## Begin RECORD EXCERPTS

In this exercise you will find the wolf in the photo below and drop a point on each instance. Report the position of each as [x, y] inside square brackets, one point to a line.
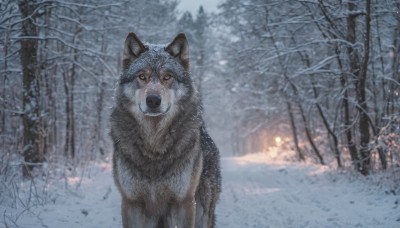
[165, 165]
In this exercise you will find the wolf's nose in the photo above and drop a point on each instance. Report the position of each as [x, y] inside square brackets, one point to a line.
[153, 101]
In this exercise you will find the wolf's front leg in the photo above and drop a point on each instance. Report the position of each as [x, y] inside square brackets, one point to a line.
[182, 215]
[133, 216]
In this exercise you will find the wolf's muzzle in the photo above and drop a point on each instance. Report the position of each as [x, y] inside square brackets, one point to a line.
[153, 101]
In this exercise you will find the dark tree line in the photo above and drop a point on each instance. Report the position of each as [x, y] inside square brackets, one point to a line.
[323, 75]
[332, 66]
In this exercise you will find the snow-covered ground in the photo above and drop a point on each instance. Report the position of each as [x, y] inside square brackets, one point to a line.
[256, 193]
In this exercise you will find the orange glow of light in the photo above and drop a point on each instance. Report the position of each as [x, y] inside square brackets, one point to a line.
[278, 140]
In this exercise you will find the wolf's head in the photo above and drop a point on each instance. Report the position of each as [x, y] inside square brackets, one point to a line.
[155, 78]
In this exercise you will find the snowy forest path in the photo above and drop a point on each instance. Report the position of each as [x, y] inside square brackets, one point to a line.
[256, 193]
[261, 193]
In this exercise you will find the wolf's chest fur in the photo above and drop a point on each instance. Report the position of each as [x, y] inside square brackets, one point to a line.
[156, 192]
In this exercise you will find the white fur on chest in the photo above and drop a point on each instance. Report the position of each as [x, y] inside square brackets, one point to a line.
[175, 186]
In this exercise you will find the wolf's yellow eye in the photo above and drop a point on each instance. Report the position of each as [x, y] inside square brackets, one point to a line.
[167, 77]
[142, 77]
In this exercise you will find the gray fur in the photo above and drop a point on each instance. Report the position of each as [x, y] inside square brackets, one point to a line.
[165, 165]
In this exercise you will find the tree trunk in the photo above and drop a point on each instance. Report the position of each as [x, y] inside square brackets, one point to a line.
[294, 130]
[28, 53]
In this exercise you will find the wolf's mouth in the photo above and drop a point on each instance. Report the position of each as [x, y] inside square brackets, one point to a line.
[154, 113]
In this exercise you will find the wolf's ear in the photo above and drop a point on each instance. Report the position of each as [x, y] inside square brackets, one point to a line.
[179, 49]
[132, 50]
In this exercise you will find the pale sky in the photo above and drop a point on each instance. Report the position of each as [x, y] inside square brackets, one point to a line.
[193, 5]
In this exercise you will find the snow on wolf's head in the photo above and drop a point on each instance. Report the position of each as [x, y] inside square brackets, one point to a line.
[155, 78]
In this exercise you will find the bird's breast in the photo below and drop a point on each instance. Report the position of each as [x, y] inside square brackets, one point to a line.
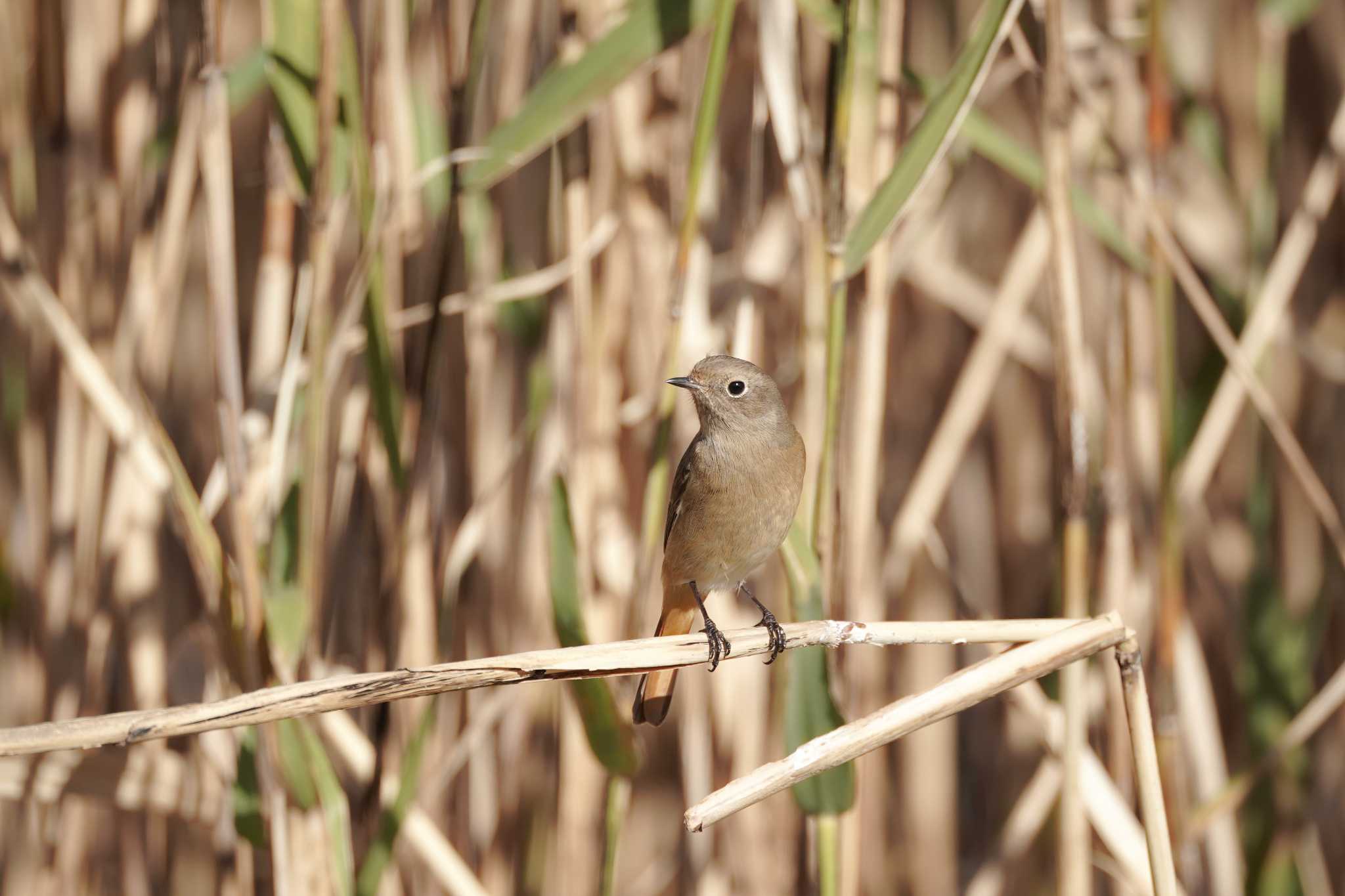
[736, 511]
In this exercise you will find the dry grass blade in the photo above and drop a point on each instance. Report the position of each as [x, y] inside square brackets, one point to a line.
[1146, 769]
[1324, 704]
[957, 692]
[1242, 367]
[37, 301]
[1320, 191]
[595, 661]
[970, 396]
[218, 181]
[1025, 821]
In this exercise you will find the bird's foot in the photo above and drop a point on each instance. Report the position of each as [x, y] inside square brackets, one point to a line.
[720, 645]
[775, 633]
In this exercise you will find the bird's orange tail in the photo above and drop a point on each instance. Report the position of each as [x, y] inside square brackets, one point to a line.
[654, 696]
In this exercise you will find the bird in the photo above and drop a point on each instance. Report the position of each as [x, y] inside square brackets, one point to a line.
[732, 501]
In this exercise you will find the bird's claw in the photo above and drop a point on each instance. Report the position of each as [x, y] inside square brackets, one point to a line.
[720, 645]
[776, 634]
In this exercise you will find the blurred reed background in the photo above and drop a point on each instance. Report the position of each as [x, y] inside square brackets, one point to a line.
[257, 456]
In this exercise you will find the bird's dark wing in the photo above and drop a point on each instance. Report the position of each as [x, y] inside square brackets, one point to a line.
[680, 480]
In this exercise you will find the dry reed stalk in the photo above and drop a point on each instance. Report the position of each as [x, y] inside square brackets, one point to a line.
[779, 37]
[1146, 769]
[969, 399]
[861, 536]
[1242, 367]
[927, 759]
[1109, 812]
[951, 285]
[1277, 291]
[615, 658]
[1200, 730]
[1075, 867]
[954, 694]
[357, 754]
[171, 242]
[135, 779]
[275, 273]
[35, 303]
[1314, 714]
[326, 221]
[218, 182]
[1025, 821]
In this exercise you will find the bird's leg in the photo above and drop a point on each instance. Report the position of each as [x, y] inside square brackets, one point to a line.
[718, 644]
[768, 621]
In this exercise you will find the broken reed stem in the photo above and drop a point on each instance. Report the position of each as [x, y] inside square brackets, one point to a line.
[959, 691]
[1067, 322]
[592, 661]
[1146, 767]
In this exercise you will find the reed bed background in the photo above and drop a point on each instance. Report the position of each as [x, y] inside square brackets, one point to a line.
[1055, 289]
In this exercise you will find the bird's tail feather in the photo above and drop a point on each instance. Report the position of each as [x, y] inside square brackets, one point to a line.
[654, 696]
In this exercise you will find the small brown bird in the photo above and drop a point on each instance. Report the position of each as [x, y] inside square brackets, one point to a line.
[732, 503]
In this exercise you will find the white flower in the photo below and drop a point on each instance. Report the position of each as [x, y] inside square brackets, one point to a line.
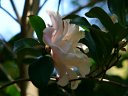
[63, 39]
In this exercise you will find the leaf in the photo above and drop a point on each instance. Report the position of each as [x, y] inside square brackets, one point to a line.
[11, 90]
[39, 25]
[99, 13]
[118, 7]
[25, 43]
[29, 55]
[40, 72]
[104, 44]
[81, 21]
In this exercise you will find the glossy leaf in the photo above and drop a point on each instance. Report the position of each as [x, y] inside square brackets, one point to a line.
[39, 25]
[100, 45]
[81, 21]
[25, 43]
[99, 13]
[40, 71]
[29, 55]
[118, 7]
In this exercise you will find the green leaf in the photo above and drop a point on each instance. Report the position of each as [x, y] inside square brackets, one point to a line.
[29, 55]
[100, 45]
[118, 7]
[40, 71]
[99, 13]
[25, 43]
[39, 25]
[81, 21]
[11, 90]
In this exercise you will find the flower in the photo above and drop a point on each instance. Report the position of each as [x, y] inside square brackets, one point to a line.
[63, 39]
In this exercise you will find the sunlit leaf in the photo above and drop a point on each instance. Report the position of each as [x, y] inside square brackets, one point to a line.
[104, 18]
[39, 25]
[40, 71]
[11, 91]
[118, 7]
[25, 43]
[81, 21]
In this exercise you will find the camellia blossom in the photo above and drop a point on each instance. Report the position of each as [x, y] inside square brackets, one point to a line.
[63, 37]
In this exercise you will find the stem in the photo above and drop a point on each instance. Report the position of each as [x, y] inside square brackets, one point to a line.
[9, 14]
[15, 10]
[13, 82]
[23, 67]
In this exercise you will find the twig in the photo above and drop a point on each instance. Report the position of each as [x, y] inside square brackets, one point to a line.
[41, 6]
[15, 10]
[13, 82]
[9, 14]
[84, 6]
[59, 2]
[8, 76]
[103, 80]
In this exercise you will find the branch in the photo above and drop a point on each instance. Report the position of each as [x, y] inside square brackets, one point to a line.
[13, 82]
[91, 3]
[9, 14]
[15, 10]
[41, 6]
[59, 2]
[103, 80]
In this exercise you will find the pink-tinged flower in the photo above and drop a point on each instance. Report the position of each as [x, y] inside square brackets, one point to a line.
[63, 39]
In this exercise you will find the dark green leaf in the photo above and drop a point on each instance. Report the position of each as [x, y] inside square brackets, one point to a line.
[11, 90]
[40, 71]
[39, 25]
[81, 21]
[99, 13]
[25, 43]
[30, 54]
[118, 7]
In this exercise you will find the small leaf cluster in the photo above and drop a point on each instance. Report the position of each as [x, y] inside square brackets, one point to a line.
[104, 46]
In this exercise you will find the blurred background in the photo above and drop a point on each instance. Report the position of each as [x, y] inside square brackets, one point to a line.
[14, 25]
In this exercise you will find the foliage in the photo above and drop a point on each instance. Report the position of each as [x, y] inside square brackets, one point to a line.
[104, 46]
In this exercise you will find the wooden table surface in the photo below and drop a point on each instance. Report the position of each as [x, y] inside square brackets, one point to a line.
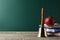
[23, 36]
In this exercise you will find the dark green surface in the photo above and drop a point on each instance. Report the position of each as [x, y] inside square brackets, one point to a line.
[24, 15]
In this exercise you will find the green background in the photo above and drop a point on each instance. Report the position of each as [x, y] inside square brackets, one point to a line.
[24, 15]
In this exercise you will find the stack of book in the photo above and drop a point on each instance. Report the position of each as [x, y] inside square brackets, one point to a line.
[53, 31]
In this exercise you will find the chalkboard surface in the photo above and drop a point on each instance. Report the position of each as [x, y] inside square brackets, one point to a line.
[24, 15]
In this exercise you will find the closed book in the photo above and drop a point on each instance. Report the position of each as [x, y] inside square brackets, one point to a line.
[52, 30]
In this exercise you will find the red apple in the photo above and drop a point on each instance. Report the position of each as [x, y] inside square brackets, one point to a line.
[50, 21]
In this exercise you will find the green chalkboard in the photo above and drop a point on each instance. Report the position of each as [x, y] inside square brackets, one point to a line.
[24, 15]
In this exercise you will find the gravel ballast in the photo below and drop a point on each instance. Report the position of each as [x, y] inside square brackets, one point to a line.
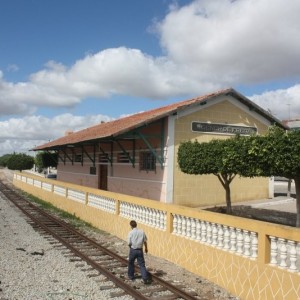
[32, 268]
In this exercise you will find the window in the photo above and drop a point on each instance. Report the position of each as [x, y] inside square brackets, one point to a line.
[103, 158]
[123, 157]
[147, 161]
[78, 158]
[93, 170]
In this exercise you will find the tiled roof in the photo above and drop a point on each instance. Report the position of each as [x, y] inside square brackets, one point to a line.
[120, 126]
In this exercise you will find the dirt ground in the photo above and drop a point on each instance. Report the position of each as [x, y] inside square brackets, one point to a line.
[261, 214]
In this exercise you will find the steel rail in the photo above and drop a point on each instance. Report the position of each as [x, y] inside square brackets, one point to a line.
[9, 193]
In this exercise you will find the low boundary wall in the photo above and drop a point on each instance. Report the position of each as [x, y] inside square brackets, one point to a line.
[249, 258]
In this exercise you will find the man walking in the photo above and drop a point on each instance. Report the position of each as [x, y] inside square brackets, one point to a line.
[136, 239]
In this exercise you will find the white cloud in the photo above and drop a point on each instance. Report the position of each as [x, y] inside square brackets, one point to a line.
[233, 42]
[283, 103]
[21, 135]
[207, 44]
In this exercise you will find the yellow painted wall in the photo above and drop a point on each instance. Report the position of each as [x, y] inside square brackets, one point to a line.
[250, 279]
[203, 190]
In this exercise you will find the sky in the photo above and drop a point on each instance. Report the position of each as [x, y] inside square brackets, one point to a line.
[69, 64]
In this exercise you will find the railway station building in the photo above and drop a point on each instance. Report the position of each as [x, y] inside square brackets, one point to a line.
[137, 155]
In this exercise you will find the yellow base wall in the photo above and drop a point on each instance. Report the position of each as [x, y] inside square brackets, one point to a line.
[247, 278]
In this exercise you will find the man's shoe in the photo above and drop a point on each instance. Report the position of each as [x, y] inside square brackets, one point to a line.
[147, 281]
[131, 278]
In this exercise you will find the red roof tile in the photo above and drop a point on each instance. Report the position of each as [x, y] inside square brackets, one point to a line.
[119, 126]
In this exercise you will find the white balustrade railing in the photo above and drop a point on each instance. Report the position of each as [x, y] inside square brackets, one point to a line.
[101, 202]
[37, 183]
[47, 186]
[285, 254]
[145, 215]
[231, 239]
[59, 190]
[76, 196]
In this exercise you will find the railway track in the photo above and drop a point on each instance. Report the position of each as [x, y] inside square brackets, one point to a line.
[100, 259]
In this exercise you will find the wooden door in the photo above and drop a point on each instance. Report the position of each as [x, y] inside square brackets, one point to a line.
[103, 177]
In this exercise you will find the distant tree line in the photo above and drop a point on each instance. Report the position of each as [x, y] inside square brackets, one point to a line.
[22, 161]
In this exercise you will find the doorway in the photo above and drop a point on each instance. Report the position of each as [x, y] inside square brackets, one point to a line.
[103, 177]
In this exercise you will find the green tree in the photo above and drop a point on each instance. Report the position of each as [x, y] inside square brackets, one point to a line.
[223, 158]
[4, 159]
[20, 162]
[45, 160]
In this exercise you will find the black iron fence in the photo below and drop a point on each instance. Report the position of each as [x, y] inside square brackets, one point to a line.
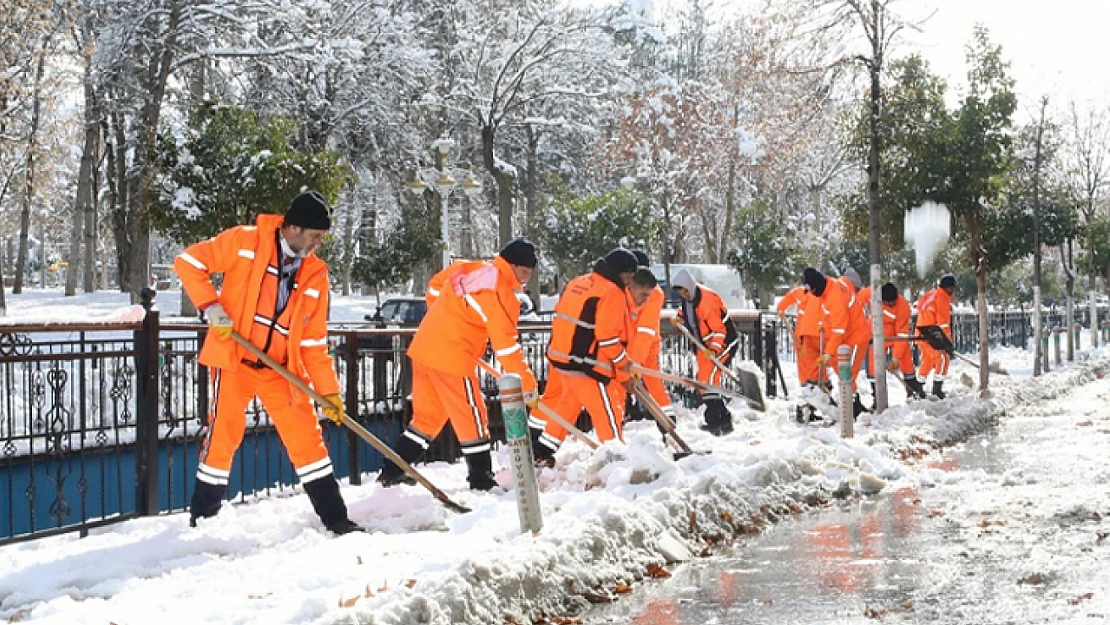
[100, 423]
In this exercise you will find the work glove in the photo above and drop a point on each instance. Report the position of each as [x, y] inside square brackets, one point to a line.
[333, 409]
[532, 400]
[219, 320]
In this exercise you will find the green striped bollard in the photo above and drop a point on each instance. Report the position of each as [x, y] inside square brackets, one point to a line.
[847, 414]
[515, 414]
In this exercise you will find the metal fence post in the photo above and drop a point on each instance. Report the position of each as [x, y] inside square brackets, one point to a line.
[147, 344]
[351, 355]
[520, 452]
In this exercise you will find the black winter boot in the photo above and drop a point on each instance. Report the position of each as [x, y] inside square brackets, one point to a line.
[857, 406]
[410, 451]
[916, 390]
[480, 472]
[542, 455]
[207, 501]
[718, 421]
[328, 502]
[937, 389]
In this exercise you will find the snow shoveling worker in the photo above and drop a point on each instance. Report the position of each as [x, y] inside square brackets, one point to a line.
[806, 333]
[274, 293]
[589, 366]
[836, 308]
[706, 316]
[475, 304]
[935, 308]
[645, 304]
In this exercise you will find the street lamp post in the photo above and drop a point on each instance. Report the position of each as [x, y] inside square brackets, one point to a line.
[442, 180]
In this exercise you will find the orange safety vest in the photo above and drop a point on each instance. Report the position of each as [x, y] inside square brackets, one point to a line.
[935, 308]
[715, 328]
[248, 256]
[589, 329]
[435, 284]
[645, 331]
[476, 303]
[843, 316]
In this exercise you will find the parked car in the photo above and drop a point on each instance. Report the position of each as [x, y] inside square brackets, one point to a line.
[403, 310]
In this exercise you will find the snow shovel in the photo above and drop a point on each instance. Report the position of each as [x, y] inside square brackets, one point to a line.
[353, 425]
[698, 385]
[550, 414]
[648, 402]
[747, 381]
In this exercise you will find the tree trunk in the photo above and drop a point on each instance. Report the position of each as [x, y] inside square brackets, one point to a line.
[505, 179]
[1037, 252]
[979, 262]
[86, 185]
[118, 193]
[32, 137]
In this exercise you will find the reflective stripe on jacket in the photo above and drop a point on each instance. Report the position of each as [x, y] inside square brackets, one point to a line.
[244, 255]
[843, 316]
[645, 331]
[710, 322]
[935, 308]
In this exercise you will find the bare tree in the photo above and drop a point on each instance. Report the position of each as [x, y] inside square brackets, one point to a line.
[1087, 172]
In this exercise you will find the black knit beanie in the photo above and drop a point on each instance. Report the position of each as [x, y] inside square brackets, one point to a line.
[622, 261]
[889, 293]
[815, 280]
[310, 210]
[520, 251]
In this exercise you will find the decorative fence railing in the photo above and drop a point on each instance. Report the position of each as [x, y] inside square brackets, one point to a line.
[101, 423]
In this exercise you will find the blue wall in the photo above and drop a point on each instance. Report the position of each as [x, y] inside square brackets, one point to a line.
[109, 477]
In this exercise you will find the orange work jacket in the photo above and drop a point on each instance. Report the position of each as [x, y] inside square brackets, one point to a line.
[645, 331]
[841, 314]
[246, 255]
[477, 303]
[435, 284]
[714, 326]
[935, 308]
[799, 298]
[589, 329]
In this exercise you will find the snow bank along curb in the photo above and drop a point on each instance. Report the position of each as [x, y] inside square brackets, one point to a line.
[594, 543]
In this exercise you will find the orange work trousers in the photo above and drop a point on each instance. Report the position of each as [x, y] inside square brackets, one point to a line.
[808, 349]
[568, 392]
[439, 396]
[289, 409]
[932, 361]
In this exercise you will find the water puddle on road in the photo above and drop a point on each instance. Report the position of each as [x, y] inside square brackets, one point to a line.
[860, 562]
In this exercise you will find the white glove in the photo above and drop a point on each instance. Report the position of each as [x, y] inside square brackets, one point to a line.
[219, 320]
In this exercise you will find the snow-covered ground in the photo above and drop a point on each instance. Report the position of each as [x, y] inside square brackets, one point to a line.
[611, 517]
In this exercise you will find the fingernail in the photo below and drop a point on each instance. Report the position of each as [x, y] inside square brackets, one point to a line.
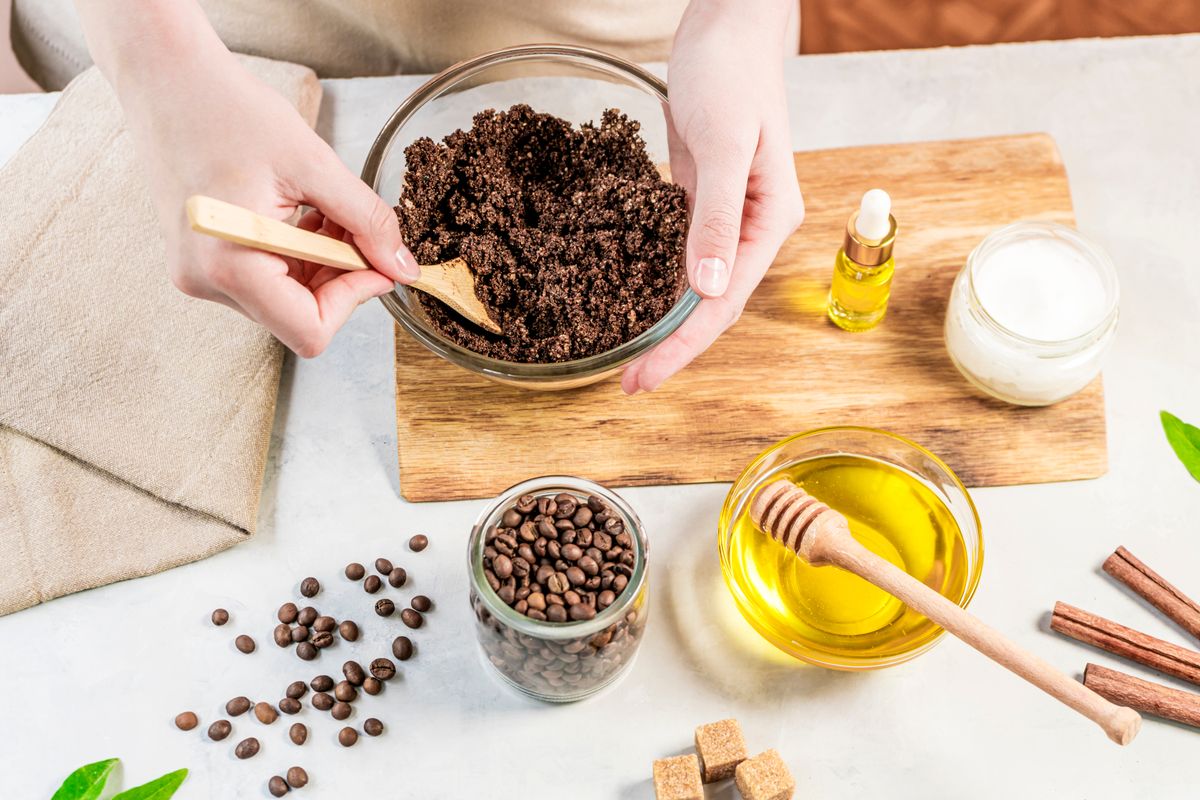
[712, 277]
[409, 269]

## End RECORD EXCERPTS

● EXERCISE TASK
Express everything from the line containing "In this exercise you will find the water" down to the end of the records as a JSON list of strings, one string per line, with blank lines omitted. Leave the pictures out of the answer.

● THE SOLUTION
[
  "In this exercise you will find the water puddle on road in the photo above and drop a point on each instance. Report the position of each as [x, y] inside square brackets, one point to a line.",
  "[860, 562]",
  "In this exercise you will find the white glove in the photo above and drop a point on each instance. Report the position of each as [x, y] inside square brackets, one point to a line.",
  "[219, 320]",
  "In this exercise you will find the snow-covered ground in the photo above and drop a point on each instance. Report the position of each as [x, y] inside square brackets, one point to a line.",
  "[611, 517]",
  "In this exercise you will find the fingernail in the photo below and drop a point on each instance. Report the position of each as [x, y] inside square brackets, one point to a line.",
  "[712, 277]",
  "[409, 269]"
]